## Problem description
Show every line of the rows below that contains the word "mane", copying each such line in full. Letter case counts.

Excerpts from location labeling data
--*--

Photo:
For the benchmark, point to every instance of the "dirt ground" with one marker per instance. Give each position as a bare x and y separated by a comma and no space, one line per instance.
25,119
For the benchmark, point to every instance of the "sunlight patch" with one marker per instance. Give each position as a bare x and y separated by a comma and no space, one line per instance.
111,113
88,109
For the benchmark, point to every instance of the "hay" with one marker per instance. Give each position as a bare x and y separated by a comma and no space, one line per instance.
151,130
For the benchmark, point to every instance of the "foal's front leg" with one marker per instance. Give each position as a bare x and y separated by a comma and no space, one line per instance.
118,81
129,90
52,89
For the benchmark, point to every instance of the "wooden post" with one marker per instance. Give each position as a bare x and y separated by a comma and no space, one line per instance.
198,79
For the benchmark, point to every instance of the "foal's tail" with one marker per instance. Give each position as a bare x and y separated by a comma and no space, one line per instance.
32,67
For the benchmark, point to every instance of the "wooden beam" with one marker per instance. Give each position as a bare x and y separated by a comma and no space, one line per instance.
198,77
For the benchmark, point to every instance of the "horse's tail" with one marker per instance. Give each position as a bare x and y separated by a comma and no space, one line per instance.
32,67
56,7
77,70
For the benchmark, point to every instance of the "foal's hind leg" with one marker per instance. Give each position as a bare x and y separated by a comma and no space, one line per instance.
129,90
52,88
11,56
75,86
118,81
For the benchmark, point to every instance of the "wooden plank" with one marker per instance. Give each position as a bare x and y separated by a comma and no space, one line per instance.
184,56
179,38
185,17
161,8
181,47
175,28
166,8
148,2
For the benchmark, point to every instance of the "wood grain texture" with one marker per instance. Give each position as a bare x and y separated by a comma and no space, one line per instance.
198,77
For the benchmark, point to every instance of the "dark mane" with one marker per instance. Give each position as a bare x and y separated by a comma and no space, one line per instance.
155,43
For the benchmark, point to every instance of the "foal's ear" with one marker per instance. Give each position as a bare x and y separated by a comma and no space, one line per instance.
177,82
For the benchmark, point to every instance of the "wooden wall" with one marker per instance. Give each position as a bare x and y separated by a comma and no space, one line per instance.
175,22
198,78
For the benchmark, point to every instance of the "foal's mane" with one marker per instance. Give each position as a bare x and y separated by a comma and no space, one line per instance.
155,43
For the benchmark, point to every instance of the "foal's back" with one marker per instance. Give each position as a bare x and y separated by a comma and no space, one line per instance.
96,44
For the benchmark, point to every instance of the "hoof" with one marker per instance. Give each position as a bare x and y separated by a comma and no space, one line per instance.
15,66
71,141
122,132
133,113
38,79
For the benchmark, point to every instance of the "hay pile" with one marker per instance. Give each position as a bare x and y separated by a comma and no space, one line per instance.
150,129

--*--

## Answer in full
For the benchmark, point to every instance of the "dark mane" with one marker per instance. Give each position as a bare x and y separated by a comma and no space, one line per instance.
For the benchmark, point to every instance of the "foal's mane" with one marker per instance. Give each position as a bare x and y separated by a comma and no space, one line per instance.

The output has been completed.